Prompt: Reproduce all the records below with every "top-left corner" replaced by "upper-left corner" and nothing else altered. Leave the pictures out.

Dataset records:
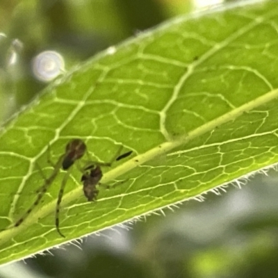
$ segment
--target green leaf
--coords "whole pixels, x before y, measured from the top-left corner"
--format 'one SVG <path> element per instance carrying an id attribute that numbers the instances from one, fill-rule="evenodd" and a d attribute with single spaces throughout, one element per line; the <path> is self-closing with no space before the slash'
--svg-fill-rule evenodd
<path id="1" fill-rule="evenodd" d="M 70 139 L 110 161 L 97 202 L 74 167 L 60 229 L 70 240 L 136 218 L 278 161 L 275 1 L 170 22 L 76 67 L 7 124 L 0 137 L 0 224 L 19 219 Z M 17 228 L 0 234 L 0 262 L 65 242 L 54 225 L 61 181 Z M 238 181 L 238 183 L 239 181 Z"/>

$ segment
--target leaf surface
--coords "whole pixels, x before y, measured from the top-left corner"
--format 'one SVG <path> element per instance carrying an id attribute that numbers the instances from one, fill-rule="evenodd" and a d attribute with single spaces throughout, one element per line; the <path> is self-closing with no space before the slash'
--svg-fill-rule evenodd
<path id="1" fill-rule="evenodd" d="M 278 161 L 278 7 L 275 1 L 180 17 L 111 47 L 49 86 L 0 137 L 0 224 L 12 225 L 74 138 L 103 167 L 88 202 L 74 167 L 59 236 L 62 170 L 43 202 L 0 234 L 0 262 L 120 224 L 227 184 Z M 82 162 L 81 162 L 82 163 Z"/>

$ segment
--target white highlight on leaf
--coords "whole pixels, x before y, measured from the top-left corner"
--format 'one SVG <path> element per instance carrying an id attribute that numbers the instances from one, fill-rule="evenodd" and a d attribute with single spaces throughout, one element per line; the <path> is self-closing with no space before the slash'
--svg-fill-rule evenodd
<path id="1" fill-rule="evenodd" d="M 33 58 L 32 70 L 38 79 L 48 82 L 57 77 L 65 70 L 64 59 L 56 51 L 43 51 Z"/>

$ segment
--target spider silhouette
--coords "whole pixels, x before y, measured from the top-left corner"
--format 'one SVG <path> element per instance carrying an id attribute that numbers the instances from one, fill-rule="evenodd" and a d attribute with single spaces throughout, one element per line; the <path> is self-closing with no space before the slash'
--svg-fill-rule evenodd
<path id="1" fill-rule="evenodd" d="M 64 188 L 67 183 L 67 179 L 70 176 L 69 170 L 76 160 L 80 159 L 84 155 L 84 154 L 86 152 L 86 149 L 87 149 L 86 145 L 82 140 L 73 139 L 67 144 L 65 154 L 62 154 L 59 157 L 56 164 L 53 164 L 49 158 L 49 162 L 54 167 L 52 174 L 48 178 L 44 177 L 44 183 L 37 190 L 38 195 L 36 199 L 31 204 L 29 208 L 22 215 L 22 216 L 13 225 L 14 227 L 19 226 L 28 217 L 28 215 L 32 212 L 32 211 L 40 204 L 40 200 L 44 195 L 45 193 L 47 191 L 47 189 L 54 182 L 54 179 L 56 179 L 56 177 L 57 177 L 58 174 L 60 172 L 60 169 L 62 167 L 63 170 L 67 170 L 67 172 L 65 175 L 62 181 L 61 186 L 57 199 L 56 214 L 56 215 L 58 215 L 60 209 L 59 208 L 60 203 L 62 200 Z M 42 174 L 43 175 L 42 172 Z M 60 234 L 61 234 L 59 230 L 58 223 L 59 221 L 58 220 L 57 221 L 56 220 L 56 230 Z"/>

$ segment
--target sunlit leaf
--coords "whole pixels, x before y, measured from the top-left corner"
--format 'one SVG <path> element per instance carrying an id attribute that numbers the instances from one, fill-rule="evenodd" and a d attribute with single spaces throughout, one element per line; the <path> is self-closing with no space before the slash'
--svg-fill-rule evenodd
<path id="1" fill-rule="evenodd" d="M 275 1 L 181 17 L 111 47 L 49 86 L 0 137 L 0 224 L 13 225 L 69 140 L 103 167 L 97 202 L 74 167 L 60 211 L 66 240 L 147 214 L 278 161 Z M 39 166 L 37 166 L 38 165 Z M 19 227 L 0 234 L 5 263 L 65 242 L 54 214 L 65 172 Z M 216 188 L 216 189 L 215 189 Z"/>

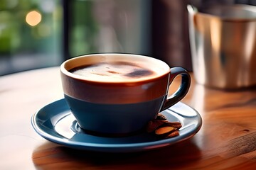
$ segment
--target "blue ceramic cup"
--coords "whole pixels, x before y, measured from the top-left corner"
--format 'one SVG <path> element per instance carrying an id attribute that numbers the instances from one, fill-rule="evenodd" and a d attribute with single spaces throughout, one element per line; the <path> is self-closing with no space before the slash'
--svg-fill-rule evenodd
<path id="1" fill-rule="evenodd" d="M 74 57 L 61 64 L 60 72 L 65 98 L 80 127 L 114 136 L 143 130 L 158 113 L 181 100 L 191 82 L 181 67 L 131 54 Z M 168 95 L 177 75 L 181 76 L 181 85 Z"/>

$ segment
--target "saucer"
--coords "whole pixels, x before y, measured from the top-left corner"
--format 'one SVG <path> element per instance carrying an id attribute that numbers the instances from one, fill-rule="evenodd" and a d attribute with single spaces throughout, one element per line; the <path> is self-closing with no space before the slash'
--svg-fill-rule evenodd
<path id="1" fill-rule="evenodd" d="M 151 133 L 109 137 L 87 134 L 80 128 L 65 99 L 51 103 L 35 113 L 33 128 L 45 139 L 79 149 L 106 152 L 132 152 L 162 147 L 192 137 L 202 125 L 200 114 L 178 102 L 161 112 L 169 121 L 178 121 L 182 128 L 178 136 L 159 139 Z"/>

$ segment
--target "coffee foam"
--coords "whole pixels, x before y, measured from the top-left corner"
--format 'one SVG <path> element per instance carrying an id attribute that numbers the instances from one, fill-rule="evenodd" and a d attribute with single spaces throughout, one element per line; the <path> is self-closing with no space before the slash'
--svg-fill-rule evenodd
<path id="1" fill-rule="evenodd" d="M 107 64 L 112 65 L 111 67 Z M 102 65 L 102 69 L 97 70 L 97 67 Z M 92 70 L 95 68 L 97 72 L 92 74 Z M 121 68 L 122 72 L 119 70 Z M 97 82 L 137 82 L 157 78 L 170 72 L 168 64 L 161 60 L 131 54 L 95 54 L 77 57 L 63 63 L 60 69 L 70 76 Z M 78 71 L 75 74 L 73 74 L 75 71 Z M 146 76 L 139 76 L 142 74 Z"/>
<path id="2" fill-rule="evenodd" d="M 145 79 L 155 76 L 157 73 L 136 63 L 126 62 L 101 62 L 71 70 L 75 74 L 90 80 L 107 79 L 110 81 L 123 81 L 129 79 Z"/>

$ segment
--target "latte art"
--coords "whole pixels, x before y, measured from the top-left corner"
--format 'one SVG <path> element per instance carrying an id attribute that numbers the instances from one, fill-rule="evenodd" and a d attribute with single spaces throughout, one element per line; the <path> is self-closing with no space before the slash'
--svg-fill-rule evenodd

Finished task:
$ segment
--target green leaf
--coords "whole pixels, x before y, measured from the upper-left corner"
--format 'one SVG <path> element per instance carrying an id attribute that numbers the instances from one, fill-rule="evenodd" and a d attribute with single spaces throughout, one element per line; the <path> is self-closing with no space before the slash'
--svg-fill-rule evenodd
<path id="1" fill-rule="evenodd" d="M 70 139 L 110 161 L 97 202 L 74 167 L 60 229 L 70 240 L 136 218 L 278 161 L 275 1 L 170 22 L 76 67 L 7 124 L 0 137 L 0 224 L 19 219 Z M 17 228 L 0 234 L 0 262 L 65 242 L 54 225 L 61 181 Z M 238 181 L 238 183 L 239 181 Z"/>

$ segment
--target leaf surface
--coords "whole pixels, x before y, measured from the upper-left corner"
--format 'one SVG <path> element per instance carrying an id attribute that numbers the instances from one, fill-rule="evenodd" and a d attribute with single spaces throughout, one element per line; the <path> is self-closing with no space before the slash'
--svg-fill-rule evenodd
<path id="1" fill-rule="evenodd" d="M 278 161 L 278 7 L 275 1 L 180 17 L 111 47 L 49 86 L 0 137 L 0 224 L 12 225 L 74 138 L 103 167 L 88 202 L 74 167 L 59 236 L 62 170 L 43 202 L 0 234 L 0 262 L 120 224 L 227 184 Z M 82 162 L 81 162 L 82 163 Z"/>

$ segment
--target white highlight on leaf
--coords "whole pixels, x before y, measured from the upper-left corner"
--format 'one SVG <path> element per instance carrying an id attribute that numbers the instances from one, fill-rule="evenodd" and a d attribute with single spaces throughout, one element per line; the <path> is self-closing with no space before the slash'
--svg-fill-rule evenodd
<path id="1" fill-rule="evenodd" d="M 33 58 L 32 70 L 38 79 L 48 82 L 57 77 L 65 70 L 64 59 L 56 51 L 43 51 Z"/>

$ segment
--target spider silhouette
--coords "whole pixels, x before y, measured from the upper-left corner"
--format 'one SVG <path> element per instance carrying an id attribute that numbers the instances from one, fill-rule="evenodd" and a d attribute with single spaces throughout, one element per line; the <path> is self-closing with no space before the slash'
--svg-fill-rule evenodd
<path id="1" fill-rule="evenodd" d="M 64 188 L 67 183 L 67 179 L 70 176 L 69 170 L 76 160 L 80 159 L 84 155 L 84 154 L 86 152 L 86 149 L 87 149 L 86 145 L 82 140 L 73 139 L 67 144 L 65 154 L 62 154 L 59 157 L 56 164 L 53 164 L 49 158 L 49 162 L 54 167 L 52 174 L 48 178 L 44 177 L 44 183 L 37 190 L 38 195 L 36 199 L 31 204 L 29 208 L 22 215 L 22 216 L 13 225 L 14 227 L 19 226 L 28 217 L 28 215 L 32 212 L 32 211 L 40 204 L 40 200 L 44 195 L 45 193 L 47 191 L 47 189 L 54 182 L 54 179 L 56 179 L 56 177 L 57 177 L 58 174 L 60 172 L 60 169 L 62 167 L 63 170 L 67 170 L 67 172 L 65 175 L 62 181 L 61 186 L 57 199 L 56 214 L 56 215 L 58 215 L 60 209 L 59 208 L 60 203 L 62 200 Z M 42 174 L 43 175 L 42 172 Z M 60 234 L 61 234 L 59 230 L 58 223 L 59 221 L 58 220 L 57 221 L 56 220 L 56 230 Z"/>

$ segment
--target sunlit leaf
--coords "whole pixels, x before y, measured from the upper-left corner"
--format 'one SVG <path> element per instance carrying an id attribute that numbers the instances from one, fill-rule="evenodd" and a d attribute with single spaces throughout, one element per line; the <path> is self-closing with no space before the slash'
--svg-fill-rule evenodd
<path id="1" fill-rule="evenodd" d="M 275 1 L 181 17 L 111 47 L 49 86 L 0 137 L 0 224 L 13 225 L 69 140 L 103 167 L 97 202 L 74 167 L 60 211 L 66 240 L 147 214 L 278 161 Z M 39 166 L 37 166 L 38 165 Z M 19 227 L 0 234 L 5 263 L 65 242 L 54 214 L 65 172 Z M 216 188 L 216 189 L 215 189 Z"/>

$ segment
--target "blue ceramic cup"
--coords "whole pixels, x before y, measured from the upper-left corner"
--format 'one SVG <path> element per instance carrying an id attribute that numbers the instances from one, fill-rule="evenodd" and a d attribute with single spaces throughout, one element per line; the <path> is self-closing with no space before the slash'
--svg-fill-rule evenodd
<path id="1" fill-rule="evenodd" d="M 74 57 L 61 64 L 60 72 L 65 98 L 80 127 L 114 136 L 143 130 L 158 113 L 181 100 L 191 82 L 181 67 L 131 54 Z M 168 95 L 177 75 L 181 76 L 181 85 Z"/>

$ segment
--target "saucer"
--coords "whole pixels, x before y, measured from the upper-left corner"
--format 'one SVG <path> element per instance carrying an id attribute that numbers the instances from one, fill-rule="evenodd" and a d attribute with single spaces throughout, one element per line; the <path> is self-closing with no space before the slash'
--svg-fill-rule evenodd
<path id="1" fill-rule="evenodd" d="M 151 133 L 109 137 L 87 134 L 80 128 L 65 99 L 51 103 L 35 113 L 33 128 L 45 139 L 79 149 L 106 152 L 132 152 L 162 147 L 192 137 L 202 125 L 200 114 L 178 102 L 161 112 L 169 121 L 178 121 L 182 128 L 178 136 L 159 139 Z"/>

$ segment
--target "coffee foam"
--coords "whole pixels, x before y, measured from the upper-left corner"
--format 'one SVG <path> element per instance carrying an id attribute that numbers the instances from one, fill-rule="evenodd" and a d attribute with single spaces throughout, one element per line; the <path> is self-closing with no space before the slash'
--svg-fill-rule evenodd
<path id="1" fill-rule="evenodd" d="M 107 64 L 112 65 L 111 67 Z M 102 65 L 102 69 L 97 70 L 97 67 Z M 92 70 L 95 68 L 97 72 L 92 74 Z M 121 68 L 122 72 L 119 70 Z M 97 82 L 137 82 L 157 78 L 170 72 L 168 64 L 161 60 L 131 54 L 95 54 L 77 57 L 63 63 L 60 69 L 70 76 Z M 78 71 L 75 74 L 73 74 L 75 71 Z M 146 76 L 139 76 L 142 74 Z"/>
<path id="2" fill-rule="evenodd" d="M 145 79 L 155 76 L 157 73 L 136 63 L 126 62 L 101 62 L 71 70 L 75 74 L 90 80 L 107 79 L 110 81 L 123 81 L 129 79 Z"/>

$ segment
--target "latte art"
--coords "whole pixels, x before y, measured from the upper-left corner"
--format 'one SVG <path> element per instance carrying an id attribute that numbers the instances from one, fill-rule="evenodd" and a d attribute with single spaces throughout, one element per line; the <path> is self-closing with no space before the slash'
--svg-fill-rule evenodd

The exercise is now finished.